_Bounding-box records_:
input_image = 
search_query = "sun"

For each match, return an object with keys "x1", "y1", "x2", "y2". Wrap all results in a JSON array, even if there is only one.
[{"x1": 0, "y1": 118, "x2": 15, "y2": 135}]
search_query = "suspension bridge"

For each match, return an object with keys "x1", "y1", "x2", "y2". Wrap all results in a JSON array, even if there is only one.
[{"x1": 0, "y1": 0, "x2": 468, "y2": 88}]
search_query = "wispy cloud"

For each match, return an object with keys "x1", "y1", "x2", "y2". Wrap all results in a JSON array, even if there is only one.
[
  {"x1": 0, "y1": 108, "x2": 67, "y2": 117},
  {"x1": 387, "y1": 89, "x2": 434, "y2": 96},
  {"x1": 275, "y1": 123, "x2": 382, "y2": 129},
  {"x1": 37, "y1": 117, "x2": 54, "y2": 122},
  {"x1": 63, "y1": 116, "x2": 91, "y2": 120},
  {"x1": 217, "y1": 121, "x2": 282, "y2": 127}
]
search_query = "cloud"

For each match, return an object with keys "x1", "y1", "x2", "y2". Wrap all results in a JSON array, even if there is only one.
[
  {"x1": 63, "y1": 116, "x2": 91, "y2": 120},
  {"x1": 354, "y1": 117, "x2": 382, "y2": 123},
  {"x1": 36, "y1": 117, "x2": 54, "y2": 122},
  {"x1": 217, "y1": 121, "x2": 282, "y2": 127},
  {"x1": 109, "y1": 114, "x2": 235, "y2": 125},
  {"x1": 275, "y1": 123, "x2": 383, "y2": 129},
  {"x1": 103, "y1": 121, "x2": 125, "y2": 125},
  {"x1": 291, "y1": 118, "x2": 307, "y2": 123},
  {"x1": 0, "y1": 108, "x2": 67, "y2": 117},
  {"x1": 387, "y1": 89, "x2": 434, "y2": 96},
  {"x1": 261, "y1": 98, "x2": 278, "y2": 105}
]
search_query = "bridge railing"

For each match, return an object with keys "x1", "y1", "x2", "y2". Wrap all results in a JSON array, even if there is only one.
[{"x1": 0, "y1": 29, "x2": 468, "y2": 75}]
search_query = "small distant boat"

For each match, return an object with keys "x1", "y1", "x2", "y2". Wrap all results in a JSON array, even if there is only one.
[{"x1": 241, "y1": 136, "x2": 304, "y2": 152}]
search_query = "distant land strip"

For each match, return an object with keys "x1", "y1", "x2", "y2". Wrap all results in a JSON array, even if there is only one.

_Goal_: All of the material must be reproduced exactly.

_Complete response_:
input_image = 
search_query = "sun"

For each match, return an object with keys "x1", "y1", "x2", "y2". Wrap all results in a JSON array, even if there is only one.
[{"x1": 0, "y1": 118, "x2": 15, "y2": 135}]
search_query = "suspension bridge"

For each match, return an object with keys "x1", "y1", "x2", "y2". Wrap all results in a JSON array, even if there is only one.
[{"x1": 0, "y1": 0, "x2": 468, "y2": 88}]
search_query = "wispy cloud"

For each match, return an object with keys "x1", "y1", "x2", "y2". Wrap all results in a JSON array, even if there is only one.
[
  {"x1": 0, "y1": 108, "x2": 67, "y2": 117},
  {"x1": 387, "y1": 89, "x2": 434, "y2": 96},
  {"x1": 275, "y1": 123, "x2": 382, "y2": 129},
  {"x1": 37, "y1": 117, "x2": 54, "y2": 122},
  {"x1": 63, "y1": 116, "x2": 91, "y2": 120},
  {"x1": 217, "y1": 121, "x2": 282, "y2": 127}
]
search_query = "cloud"

For each match, return an object with keys "x1", "y1", "x2", "y2". Wrap all results in a JSON array, even if there is only one.
[
  {"x1": 63, "y1": 116, "x2": 91, "y2": 120},
  {"x1": 354, "y1": 117, "x2": 382, "y2": 123},
  {"x1": 36, "y1": 117, "x2": 54, "y2": 122},
  {"x1": 217, "y1": 121, "x2": 282, "y2": 127},
  {"x1": 109, "y1": 114, "x2": 235, "y2": 125},
  {"x1": 275, "y1": 123, "x2": 383, "y2": 129},
  {"x1": 103, "y1": 121, "x2": 125, "y2": 125},
  {"x1": 291, "y1": 118, "x2": 307, "y2": 123},
  {"x1": 0, "y1": 108, "x2": 67, "y2": 117},
  {"x1": 387, "y1": 89, "x2": 434, "y2": 96},
  {"x1": 261, "y1": 98, "x2": 278, "y2": 105}
]
search_query = "bridge railing"

For each match, return an object with keys "x1", "y1", "x2", "y2". Wrap all results in a JSON array, even if there is only one.
[{"x1": 0, "y1": 29, "x2": 468, "y2": 75}]
search_query = "small distant boat"

For each match, return an object with keys "x1", "y1", "x2", "y2". Wrap all results in a JSON array, even if there is only one.
[{"x1": 241, "y1": 136, "x2": 304, "y2": 152}]
search_query = "distant land strip"

For each match, return an object with keys "x1", "y1", "x2", "y2". Wrap all results in a JSON array, even if there is only one.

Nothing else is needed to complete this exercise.